-- Start of Data supplied --
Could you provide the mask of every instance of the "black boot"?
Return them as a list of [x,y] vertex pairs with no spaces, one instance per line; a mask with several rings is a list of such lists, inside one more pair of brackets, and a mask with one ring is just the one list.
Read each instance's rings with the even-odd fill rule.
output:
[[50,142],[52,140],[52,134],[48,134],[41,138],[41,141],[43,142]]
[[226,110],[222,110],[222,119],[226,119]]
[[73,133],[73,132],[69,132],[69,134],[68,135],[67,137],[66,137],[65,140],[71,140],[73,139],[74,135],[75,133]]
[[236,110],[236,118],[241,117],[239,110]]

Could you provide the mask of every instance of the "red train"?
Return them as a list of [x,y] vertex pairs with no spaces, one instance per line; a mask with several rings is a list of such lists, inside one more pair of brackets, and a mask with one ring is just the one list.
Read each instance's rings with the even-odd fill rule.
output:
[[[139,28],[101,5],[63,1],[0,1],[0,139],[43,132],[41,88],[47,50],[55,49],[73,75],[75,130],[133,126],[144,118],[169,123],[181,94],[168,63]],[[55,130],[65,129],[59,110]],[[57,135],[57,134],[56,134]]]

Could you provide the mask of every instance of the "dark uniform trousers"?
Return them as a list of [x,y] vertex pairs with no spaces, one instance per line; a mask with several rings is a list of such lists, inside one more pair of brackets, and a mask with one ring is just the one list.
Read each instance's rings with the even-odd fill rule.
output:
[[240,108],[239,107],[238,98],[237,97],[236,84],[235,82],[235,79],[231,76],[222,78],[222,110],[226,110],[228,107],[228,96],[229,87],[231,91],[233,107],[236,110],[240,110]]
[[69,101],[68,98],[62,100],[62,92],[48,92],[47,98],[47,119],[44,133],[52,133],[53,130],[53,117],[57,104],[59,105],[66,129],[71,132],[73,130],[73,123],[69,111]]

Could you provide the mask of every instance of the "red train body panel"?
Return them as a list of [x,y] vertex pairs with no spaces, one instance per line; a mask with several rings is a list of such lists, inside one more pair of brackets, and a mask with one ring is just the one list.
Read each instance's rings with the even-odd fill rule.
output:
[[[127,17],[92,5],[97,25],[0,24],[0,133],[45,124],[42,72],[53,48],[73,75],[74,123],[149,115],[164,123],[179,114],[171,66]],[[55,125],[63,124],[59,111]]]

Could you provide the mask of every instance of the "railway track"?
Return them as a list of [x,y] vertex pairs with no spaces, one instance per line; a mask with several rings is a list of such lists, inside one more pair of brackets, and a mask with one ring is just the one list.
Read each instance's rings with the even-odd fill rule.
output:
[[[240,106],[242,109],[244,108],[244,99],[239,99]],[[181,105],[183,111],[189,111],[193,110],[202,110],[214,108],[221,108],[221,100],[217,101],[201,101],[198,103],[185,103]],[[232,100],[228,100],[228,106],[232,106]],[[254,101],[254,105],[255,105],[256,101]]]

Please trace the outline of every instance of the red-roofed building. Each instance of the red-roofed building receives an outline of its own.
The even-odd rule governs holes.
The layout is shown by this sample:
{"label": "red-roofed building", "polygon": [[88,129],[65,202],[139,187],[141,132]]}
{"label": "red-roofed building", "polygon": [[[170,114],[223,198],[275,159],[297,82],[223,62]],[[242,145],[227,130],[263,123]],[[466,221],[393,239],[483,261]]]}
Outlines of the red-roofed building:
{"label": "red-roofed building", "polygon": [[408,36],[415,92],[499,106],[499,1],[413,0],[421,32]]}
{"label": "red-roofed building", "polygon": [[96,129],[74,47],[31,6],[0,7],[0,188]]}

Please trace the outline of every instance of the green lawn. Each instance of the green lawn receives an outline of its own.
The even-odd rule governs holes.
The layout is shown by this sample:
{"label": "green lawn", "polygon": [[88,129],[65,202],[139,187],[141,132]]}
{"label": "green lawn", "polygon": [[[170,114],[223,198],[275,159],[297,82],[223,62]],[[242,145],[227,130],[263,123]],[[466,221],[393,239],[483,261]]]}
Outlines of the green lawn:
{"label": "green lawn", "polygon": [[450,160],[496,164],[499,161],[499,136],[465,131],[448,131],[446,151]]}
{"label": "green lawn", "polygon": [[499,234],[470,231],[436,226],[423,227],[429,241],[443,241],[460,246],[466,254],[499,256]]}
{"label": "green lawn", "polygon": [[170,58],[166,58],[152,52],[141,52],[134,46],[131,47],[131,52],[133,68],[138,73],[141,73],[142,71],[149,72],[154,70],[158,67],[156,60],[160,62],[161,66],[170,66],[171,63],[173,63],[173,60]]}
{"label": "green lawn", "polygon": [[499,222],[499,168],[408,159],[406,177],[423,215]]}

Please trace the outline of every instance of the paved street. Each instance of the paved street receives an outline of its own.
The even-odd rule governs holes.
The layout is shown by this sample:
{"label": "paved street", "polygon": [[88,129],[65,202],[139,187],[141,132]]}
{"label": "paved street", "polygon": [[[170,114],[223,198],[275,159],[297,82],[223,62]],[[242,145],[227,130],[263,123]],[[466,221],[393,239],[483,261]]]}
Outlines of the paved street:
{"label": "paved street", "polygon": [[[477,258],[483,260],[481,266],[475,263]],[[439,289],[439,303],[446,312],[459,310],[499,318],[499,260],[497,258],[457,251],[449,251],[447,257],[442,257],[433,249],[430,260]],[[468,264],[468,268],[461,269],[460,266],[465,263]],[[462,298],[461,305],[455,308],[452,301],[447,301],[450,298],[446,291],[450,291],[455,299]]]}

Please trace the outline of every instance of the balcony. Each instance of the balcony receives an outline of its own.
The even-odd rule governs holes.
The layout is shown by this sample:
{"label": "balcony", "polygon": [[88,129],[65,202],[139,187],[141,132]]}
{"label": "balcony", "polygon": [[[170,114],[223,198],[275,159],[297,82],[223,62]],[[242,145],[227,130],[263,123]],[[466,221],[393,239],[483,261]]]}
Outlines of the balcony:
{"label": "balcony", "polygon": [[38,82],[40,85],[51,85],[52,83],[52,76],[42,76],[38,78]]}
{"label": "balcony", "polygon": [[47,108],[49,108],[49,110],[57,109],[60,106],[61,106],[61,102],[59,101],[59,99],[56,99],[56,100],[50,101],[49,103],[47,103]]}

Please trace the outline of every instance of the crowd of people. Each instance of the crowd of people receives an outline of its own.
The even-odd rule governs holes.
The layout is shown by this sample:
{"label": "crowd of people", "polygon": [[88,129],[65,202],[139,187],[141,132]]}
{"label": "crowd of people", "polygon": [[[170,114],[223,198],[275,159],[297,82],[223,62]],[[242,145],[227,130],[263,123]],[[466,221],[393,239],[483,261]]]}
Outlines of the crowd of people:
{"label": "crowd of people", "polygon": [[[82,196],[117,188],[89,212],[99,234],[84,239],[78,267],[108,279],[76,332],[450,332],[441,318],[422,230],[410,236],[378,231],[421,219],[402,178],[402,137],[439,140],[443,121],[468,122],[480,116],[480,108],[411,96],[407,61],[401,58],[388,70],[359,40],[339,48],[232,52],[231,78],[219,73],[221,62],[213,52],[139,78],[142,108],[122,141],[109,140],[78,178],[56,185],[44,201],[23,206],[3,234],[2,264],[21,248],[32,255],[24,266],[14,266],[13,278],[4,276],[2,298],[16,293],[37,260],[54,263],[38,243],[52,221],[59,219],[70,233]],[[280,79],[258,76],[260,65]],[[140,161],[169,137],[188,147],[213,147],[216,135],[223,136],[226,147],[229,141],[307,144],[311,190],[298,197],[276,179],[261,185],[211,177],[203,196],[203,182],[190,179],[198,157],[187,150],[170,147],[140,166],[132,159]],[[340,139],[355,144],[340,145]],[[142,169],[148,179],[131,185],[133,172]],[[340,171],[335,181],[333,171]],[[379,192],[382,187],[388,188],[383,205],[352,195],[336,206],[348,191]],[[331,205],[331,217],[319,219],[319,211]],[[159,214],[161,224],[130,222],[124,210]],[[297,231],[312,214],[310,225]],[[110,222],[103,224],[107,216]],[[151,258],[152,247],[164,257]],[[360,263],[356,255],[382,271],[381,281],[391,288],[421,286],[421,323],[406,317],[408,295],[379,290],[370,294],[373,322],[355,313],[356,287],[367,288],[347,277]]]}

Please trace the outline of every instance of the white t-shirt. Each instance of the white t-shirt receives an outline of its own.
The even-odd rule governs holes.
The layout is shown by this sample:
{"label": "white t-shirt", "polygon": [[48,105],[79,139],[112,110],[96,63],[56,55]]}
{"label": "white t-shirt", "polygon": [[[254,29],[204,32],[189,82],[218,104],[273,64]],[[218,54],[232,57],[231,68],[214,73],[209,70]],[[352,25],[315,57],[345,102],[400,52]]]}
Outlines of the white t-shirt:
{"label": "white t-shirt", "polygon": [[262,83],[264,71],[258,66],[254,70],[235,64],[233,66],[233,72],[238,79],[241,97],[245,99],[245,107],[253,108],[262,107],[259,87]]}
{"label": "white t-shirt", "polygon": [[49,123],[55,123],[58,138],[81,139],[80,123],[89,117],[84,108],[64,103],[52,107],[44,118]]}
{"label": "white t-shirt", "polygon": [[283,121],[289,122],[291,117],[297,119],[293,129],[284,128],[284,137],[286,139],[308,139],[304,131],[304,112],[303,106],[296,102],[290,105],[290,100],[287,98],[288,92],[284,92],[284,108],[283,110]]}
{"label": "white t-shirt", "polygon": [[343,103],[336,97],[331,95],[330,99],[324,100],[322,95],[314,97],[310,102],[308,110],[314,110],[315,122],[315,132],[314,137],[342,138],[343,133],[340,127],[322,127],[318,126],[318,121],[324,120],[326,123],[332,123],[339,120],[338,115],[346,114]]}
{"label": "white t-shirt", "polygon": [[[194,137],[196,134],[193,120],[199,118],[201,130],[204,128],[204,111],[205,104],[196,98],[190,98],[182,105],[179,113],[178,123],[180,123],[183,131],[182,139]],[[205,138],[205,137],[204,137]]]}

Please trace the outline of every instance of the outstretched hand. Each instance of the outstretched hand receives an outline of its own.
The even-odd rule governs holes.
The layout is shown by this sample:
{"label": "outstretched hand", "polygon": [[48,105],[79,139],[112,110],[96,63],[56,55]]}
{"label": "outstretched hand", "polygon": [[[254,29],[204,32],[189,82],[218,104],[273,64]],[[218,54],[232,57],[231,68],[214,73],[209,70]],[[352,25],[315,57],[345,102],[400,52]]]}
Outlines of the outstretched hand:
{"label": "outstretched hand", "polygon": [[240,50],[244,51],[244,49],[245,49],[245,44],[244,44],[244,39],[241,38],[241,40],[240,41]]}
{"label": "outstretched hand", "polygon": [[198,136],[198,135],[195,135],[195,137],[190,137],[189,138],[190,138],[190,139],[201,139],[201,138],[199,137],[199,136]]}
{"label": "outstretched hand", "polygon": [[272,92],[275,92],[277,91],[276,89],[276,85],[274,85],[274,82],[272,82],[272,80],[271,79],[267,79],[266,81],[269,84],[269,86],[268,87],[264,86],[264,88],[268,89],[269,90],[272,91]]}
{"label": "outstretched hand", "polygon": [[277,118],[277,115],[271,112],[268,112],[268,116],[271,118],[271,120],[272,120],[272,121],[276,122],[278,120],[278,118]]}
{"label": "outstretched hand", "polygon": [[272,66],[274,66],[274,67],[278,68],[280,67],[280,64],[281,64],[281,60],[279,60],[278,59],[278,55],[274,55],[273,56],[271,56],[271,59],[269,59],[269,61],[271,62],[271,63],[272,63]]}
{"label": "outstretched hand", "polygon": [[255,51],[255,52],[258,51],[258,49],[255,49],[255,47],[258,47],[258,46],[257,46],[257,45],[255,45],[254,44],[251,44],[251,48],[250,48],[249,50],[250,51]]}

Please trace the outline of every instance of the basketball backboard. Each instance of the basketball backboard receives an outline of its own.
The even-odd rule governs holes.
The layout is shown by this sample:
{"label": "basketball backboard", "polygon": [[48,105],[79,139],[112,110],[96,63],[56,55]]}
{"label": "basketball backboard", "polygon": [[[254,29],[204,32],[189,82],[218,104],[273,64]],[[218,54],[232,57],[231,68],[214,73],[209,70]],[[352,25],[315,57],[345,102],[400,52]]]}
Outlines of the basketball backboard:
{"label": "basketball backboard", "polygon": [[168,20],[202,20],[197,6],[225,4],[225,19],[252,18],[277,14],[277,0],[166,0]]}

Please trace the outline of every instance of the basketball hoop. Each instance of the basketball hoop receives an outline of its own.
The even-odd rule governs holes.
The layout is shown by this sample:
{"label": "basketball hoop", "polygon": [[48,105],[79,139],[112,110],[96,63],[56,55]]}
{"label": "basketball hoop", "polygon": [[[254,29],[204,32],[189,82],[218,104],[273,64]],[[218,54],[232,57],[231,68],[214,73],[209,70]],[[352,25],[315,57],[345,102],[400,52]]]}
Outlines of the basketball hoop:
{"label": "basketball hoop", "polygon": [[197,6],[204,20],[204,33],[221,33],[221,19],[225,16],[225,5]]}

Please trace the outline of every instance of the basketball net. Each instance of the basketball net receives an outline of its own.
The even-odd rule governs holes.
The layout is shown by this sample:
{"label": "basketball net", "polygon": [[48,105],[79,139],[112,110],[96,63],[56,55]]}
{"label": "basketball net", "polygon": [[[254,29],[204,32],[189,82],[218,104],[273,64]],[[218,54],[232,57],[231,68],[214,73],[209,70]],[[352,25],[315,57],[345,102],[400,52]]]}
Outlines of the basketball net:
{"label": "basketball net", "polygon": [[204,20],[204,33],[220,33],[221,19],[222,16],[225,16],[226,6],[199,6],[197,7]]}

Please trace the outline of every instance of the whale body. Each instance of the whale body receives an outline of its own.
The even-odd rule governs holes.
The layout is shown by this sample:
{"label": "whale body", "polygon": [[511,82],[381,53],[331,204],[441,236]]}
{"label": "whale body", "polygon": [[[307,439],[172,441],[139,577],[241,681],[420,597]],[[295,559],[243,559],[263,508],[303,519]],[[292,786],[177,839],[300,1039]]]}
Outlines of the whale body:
-- End of Data supplied --
Convert every line from the start of the entries up to and including the line containing "[[236,110],[236,118],[241,117],[239,110]]" into a Markdown table with the columns Row and Text, numbering the rows and leaving out blank lines.

* _Exercise answer_
| Row | Text |
|---|---|
| 1 | Could you provide the mask of every instance of the "black boot"? |
| 2 | Return them as a list of [x,y] vertex pairs with no spaces, one instance per line; a mask with several rings is a list of such lists, inside one more pair of brackets, and a mask with one ring is just the one list. |
| 3 | Read each instance's rings with the even-odd fill rule. |
| 4 | output: |
| 5 | [[50,142],[52,140],[52,134],[48,134],[41,138],[41,141],[43,142]] |
| 6 | [[226,110],[222,110],[222,119],[226,119]] |
| 7 | [[73,133],[73,132],[69,132],[69,134],[68,135],[67,137],[66,137],[65,140],[71,140],[73,139],[74,135],[75,133]] |
| 8 | [[236,110],[236,118],[241,117],[239,110]] |